** begin Material supplied **

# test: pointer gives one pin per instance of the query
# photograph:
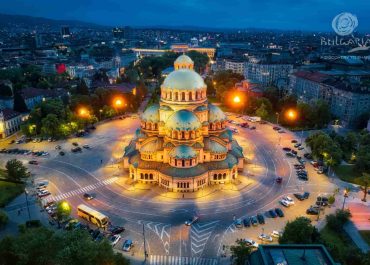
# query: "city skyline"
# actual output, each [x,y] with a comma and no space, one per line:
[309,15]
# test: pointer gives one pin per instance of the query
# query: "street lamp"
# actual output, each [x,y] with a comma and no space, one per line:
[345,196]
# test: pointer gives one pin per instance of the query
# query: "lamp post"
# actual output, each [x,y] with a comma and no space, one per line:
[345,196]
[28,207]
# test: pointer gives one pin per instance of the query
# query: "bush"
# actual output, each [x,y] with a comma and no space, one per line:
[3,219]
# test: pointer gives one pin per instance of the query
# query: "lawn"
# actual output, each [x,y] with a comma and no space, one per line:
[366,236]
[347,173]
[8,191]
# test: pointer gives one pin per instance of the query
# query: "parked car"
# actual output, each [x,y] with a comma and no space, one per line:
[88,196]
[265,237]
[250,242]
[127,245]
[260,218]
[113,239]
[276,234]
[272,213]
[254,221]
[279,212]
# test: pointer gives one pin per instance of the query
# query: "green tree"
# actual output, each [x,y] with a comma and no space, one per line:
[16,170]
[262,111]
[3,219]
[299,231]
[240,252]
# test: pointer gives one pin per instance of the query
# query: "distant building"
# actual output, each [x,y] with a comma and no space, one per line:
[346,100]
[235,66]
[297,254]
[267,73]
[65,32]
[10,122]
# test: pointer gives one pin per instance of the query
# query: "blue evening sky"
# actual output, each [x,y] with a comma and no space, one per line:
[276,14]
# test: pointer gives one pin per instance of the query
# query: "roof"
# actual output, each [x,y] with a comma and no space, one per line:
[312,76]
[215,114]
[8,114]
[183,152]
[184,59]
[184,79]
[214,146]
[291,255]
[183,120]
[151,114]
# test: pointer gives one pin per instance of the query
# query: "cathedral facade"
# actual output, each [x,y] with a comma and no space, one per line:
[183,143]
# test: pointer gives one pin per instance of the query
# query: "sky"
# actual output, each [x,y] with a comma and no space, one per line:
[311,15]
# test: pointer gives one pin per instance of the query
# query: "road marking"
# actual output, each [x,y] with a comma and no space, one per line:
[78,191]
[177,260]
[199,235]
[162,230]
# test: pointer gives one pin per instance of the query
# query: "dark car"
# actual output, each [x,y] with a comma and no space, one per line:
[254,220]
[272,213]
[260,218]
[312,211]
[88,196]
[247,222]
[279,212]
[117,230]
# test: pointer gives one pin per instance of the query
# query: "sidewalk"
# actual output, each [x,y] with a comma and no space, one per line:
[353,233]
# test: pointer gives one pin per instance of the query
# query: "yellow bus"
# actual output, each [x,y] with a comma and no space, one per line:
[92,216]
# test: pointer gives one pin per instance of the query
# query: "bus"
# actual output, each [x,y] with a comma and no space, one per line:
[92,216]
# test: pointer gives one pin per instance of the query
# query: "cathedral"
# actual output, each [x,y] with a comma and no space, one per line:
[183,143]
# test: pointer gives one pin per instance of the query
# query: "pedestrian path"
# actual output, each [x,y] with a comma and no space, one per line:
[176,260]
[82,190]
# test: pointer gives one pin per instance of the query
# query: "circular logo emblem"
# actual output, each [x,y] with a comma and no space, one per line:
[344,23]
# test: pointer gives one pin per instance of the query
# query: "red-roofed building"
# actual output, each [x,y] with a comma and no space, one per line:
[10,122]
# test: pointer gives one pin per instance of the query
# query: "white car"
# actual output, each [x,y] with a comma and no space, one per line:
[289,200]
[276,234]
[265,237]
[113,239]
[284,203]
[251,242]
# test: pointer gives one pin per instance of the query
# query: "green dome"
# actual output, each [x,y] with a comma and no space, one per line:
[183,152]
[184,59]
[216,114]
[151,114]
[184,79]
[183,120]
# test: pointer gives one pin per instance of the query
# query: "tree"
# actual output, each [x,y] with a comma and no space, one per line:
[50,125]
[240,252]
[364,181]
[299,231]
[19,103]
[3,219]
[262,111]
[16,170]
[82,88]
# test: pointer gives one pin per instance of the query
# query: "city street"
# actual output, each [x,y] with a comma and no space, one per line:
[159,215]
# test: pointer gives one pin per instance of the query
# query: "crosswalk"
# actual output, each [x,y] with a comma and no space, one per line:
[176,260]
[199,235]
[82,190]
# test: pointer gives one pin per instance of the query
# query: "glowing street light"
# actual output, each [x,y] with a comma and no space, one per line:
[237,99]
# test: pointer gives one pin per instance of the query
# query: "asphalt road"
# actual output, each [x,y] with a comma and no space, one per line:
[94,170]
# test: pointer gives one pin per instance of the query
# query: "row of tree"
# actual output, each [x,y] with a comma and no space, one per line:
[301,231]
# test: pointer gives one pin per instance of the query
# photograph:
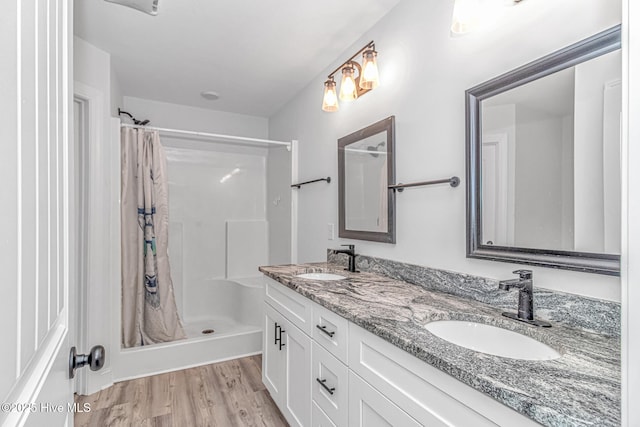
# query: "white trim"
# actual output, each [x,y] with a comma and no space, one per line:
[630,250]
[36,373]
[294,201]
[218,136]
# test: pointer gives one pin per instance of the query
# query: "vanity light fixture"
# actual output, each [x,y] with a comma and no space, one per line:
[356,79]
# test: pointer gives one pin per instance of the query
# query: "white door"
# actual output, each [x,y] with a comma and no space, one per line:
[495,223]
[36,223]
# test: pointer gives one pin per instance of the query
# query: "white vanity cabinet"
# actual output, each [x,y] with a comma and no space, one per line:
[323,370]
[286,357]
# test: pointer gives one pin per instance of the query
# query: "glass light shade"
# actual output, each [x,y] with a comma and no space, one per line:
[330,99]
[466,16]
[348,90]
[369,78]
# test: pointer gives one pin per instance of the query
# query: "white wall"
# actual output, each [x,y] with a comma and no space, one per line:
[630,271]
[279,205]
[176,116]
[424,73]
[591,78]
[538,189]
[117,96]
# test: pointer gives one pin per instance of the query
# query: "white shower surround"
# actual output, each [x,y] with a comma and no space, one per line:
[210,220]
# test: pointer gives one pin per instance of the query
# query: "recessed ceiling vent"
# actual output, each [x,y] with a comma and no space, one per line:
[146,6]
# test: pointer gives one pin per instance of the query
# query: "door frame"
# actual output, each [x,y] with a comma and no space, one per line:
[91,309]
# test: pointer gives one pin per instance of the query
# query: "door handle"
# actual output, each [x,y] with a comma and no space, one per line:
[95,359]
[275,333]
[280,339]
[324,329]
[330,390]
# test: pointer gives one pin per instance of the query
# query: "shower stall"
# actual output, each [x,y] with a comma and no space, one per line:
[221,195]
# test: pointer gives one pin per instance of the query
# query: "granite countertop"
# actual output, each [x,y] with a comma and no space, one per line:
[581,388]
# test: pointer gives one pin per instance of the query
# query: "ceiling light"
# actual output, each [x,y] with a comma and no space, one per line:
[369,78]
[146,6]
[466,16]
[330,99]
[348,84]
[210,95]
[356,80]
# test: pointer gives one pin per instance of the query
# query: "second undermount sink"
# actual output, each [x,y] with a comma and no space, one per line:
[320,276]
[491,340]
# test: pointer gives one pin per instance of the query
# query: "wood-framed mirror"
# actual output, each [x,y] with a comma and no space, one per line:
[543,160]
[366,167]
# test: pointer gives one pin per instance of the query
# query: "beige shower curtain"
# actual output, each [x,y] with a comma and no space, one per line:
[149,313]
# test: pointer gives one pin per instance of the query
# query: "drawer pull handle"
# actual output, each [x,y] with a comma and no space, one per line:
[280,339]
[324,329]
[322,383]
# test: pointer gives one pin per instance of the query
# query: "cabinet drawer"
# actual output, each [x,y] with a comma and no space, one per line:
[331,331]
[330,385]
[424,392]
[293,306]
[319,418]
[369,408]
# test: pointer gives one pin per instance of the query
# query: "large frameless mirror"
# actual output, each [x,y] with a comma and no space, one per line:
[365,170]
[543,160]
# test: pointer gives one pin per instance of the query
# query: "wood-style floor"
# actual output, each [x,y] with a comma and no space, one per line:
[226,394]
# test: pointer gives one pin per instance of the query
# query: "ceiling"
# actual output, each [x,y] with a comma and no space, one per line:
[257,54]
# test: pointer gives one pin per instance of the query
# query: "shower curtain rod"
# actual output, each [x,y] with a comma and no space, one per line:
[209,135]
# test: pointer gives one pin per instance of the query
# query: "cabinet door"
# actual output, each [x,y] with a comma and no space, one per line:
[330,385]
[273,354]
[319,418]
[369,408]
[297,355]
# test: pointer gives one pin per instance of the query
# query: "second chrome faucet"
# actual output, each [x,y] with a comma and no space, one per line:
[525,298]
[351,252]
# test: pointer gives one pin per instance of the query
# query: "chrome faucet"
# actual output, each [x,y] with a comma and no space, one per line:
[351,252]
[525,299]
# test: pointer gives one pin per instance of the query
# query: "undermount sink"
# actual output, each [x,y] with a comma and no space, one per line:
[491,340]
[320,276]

** end Material supplied **
** begin Material supplied **

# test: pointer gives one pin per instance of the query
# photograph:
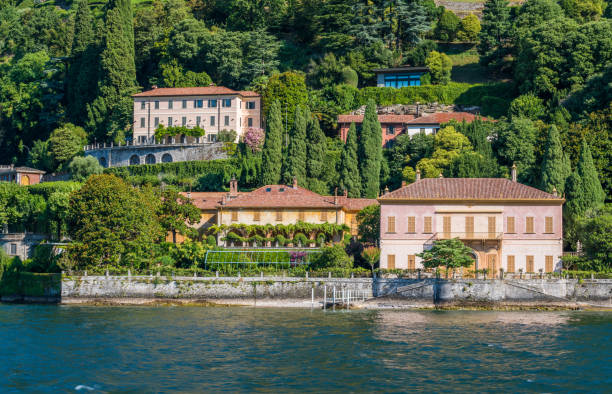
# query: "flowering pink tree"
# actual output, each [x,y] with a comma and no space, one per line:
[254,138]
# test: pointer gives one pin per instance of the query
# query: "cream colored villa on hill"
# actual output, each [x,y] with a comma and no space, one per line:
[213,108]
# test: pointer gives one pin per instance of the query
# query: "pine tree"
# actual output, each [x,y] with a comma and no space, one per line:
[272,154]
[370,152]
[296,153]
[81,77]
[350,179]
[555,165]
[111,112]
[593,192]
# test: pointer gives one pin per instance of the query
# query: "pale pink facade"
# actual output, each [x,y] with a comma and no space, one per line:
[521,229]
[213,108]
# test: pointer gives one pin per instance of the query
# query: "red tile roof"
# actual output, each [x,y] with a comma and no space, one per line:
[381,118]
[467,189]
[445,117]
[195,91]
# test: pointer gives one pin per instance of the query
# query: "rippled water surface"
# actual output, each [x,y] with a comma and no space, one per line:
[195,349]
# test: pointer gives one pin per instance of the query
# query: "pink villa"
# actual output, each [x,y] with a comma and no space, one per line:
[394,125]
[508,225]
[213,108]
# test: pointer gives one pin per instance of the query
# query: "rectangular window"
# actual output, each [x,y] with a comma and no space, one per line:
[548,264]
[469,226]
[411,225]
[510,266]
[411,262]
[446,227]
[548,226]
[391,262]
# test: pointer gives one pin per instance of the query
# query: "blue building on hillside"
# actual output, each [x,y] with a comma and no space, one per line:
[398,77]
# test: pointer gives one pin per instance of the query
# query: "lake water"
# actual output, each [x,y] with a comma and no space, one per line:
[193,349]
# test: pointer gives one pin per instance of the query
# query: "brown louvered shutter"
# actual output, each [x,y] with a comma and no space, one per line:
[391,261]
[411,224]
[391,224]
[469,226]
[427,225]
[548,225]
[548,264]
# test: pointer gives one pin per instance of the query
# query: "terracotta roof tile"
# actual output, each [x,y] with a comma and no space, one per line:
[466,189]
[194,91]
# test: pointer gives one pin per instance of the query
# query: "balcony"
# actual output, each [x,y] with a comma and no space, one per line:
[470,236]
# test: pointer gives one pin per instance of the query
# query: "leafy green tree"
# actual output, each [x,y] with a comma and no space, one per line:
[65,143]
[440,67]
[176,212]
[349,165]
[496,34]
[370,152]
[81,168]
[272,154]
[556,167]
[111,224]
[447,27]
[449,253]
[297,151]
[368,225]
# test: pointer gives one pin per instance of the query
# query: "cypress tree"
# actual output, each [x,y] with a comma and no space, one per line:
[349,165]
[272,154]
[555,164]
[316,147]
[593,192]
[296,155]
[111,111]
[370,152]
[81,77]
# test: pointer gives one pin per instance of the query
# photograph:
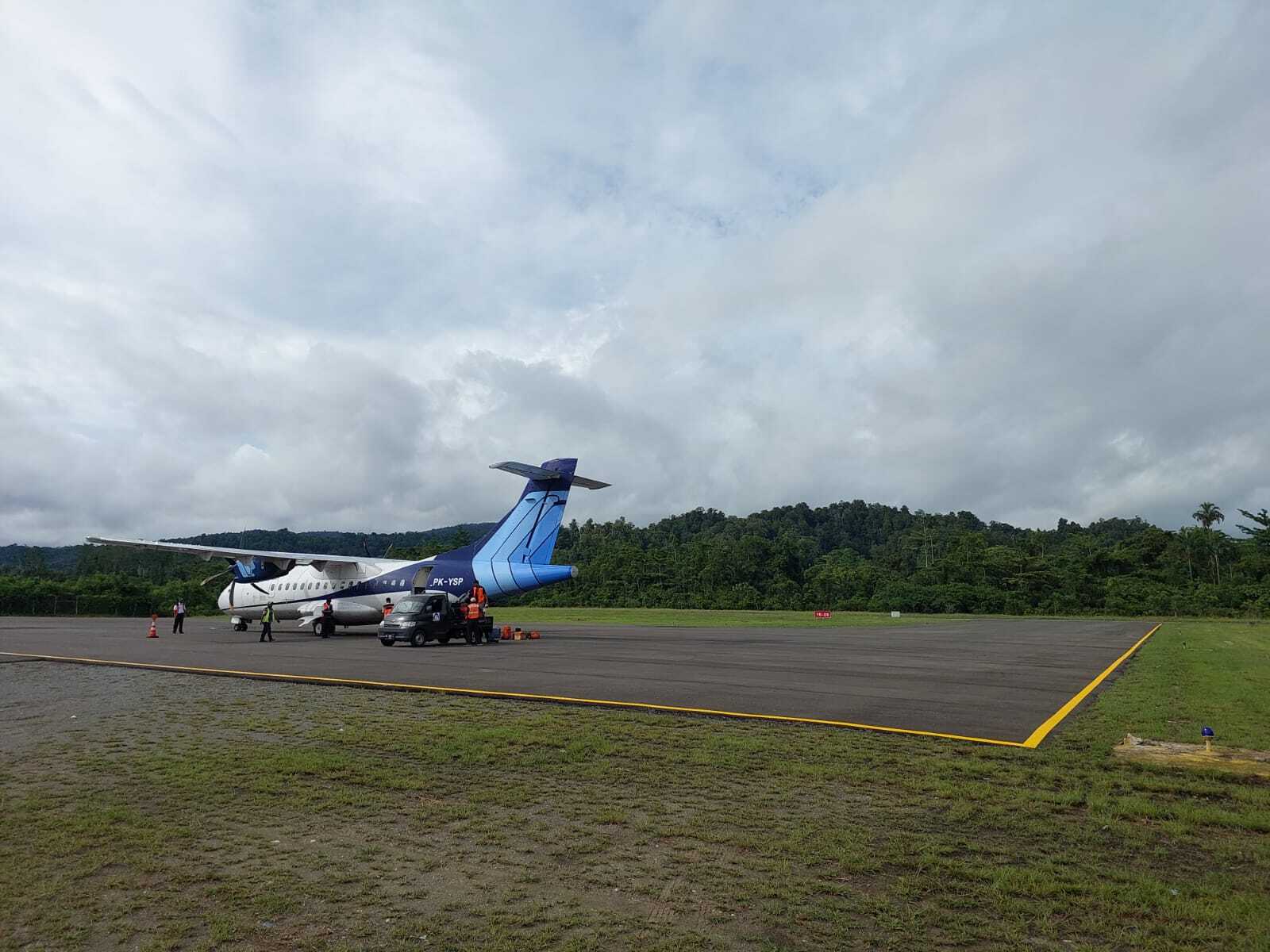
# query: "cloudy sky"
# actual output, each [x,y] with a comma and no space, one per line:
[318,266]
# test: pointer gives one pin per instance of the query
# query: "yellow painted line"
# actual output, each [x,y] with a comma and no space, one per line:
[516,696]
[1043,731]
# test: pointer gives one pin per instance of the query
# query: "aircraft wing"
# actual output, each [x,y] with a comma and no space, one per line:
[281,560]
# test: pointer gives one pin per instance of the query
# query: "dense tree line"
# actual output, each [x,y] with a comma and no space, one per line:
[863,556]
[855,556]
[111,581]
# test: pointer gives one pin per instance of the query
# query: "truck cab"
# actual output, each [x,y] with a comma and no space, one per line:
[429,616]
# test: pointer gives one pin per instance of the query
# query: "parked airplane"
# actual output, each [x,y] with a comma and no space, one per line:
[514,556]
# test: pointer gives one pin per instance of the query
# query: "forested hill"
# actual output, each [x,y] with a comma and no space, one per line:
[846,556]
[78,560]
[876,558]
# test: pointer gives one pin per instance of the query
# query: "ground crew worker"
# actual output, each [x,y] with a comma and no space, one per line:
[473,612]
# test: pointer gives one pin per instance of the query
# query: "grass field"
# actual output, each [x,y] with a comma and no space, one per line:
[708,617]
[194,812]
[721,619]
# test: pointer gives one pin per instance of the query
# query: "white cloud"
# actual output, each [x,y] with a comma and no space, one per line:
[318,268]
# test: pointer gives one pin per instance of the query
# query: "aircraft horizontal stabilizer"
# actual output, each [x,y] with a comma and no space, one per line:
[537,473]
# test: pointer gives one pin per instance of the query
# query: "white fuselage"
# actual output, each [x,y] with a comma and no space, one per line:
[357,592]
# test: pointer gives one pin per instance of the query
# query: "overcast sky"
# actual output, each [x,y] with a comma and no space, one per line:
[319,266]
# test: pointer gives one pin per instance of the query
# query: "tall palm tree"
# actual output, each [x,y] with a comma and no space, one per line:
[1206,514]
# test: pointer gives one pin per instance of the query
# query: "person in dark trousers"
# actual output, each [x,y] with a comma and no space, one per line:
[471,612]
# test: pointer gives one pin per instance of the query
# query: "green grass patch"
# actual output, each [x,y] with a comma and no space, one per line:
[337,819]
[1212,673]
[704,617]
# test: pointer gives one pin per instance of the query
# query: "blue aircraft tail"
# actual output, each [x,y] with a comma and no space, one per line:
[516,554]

** end Material supplied **
** begin Material supplied **

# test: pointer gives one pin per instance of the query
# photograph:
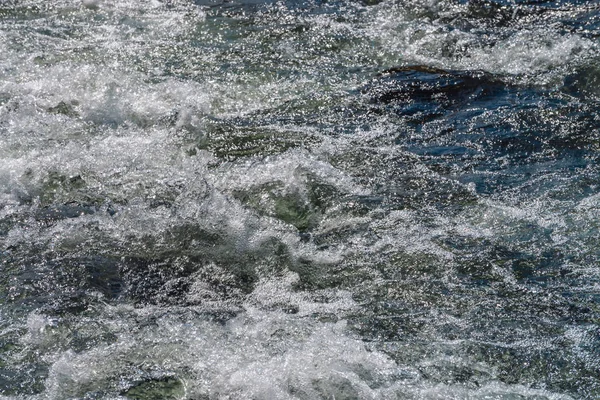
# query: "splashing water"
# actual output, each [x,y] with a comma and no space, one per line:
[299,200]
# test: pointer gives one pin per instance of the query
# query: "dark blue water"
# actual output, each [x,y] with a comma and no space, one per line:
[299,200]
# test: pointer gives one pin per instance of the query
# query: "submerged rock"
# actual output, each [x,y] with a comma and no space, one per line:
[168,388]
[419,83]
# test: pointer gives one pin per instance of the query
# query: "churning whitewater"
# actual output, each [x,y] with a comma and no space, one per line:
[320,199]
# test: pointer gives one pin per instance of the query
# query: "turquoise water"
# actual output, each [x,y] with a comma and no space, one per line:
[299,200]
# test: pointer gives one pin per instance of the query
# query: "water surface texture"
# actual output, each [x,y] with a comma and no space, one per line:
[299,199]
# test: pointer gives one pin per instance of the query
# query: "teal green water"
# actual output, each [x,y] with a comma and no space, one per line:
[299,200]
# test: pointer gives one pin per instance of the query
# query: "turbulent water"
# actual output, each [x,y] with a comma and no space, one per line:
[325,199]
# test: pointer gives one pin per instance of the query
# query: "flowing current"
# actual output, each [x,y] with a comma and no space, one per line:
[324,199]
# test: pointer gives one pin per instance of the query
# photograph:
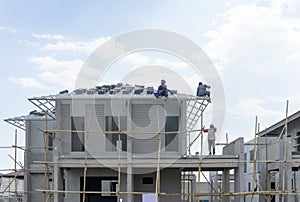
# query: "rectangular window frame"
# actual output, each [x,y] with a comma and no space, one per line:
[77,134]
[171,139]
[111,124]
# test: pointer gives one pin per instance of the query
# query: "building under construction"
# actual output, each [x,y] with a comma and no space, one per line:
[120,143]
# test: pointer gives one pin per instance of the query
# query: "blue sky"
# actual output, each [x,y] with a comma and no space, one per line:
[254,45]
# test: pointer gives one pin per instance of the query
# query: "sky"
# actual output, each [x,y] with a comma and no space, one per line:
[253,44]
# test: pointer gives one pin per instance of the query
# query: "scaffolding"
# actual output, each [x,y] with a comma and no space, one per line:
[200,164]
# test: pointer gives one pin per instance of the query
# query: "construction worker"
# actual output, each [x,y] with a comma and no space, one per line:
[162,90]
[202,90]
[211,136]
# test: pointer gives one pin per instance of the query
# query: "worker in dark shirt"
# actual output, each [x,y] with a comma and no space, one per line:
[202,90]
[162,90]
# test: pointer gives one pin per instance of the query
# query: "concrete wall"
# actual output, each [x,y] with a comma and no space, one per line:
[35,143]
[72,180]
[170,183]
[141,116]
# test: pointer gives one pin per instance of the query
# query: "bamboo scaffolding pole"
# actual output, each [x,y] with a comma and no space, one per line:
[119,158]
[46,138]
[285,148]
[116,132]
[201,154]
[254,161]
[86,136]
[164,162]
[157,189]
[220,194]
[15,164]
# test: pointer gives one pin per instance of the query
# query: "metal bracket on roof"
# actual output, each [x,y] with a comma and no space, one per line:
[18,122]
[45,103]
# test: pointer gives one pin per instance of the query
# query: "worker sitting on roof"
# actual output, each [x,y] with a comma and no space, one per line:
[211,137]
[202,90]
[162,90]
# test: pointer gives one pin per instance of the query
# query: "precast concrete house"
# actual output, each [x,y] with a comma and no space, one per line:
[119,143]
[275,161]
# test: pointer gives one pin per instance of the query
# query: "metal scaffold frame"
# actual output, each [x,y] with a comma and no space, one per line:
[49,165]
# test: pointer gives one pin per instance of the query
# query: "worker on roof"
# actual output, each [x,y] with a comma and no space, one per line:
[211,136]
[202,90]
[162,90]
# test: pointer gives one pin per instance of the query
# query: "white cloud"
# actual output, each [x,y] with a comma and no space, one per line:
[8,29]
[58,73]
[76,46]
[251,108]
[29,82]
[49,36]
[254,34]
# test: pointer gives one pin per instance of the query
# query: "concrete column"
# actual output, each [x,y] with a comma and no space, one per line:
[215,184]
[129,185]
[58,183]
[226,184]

** end Material supplied **

### Exercise objective
Pull together every line in the items above that contains the word "street", and copy each one in full. Case counts, so skip lines where the word appears only with different capitalization.

### Complete answer
# query: "street lamp"
# query: "city street"
# query: "glowing street light"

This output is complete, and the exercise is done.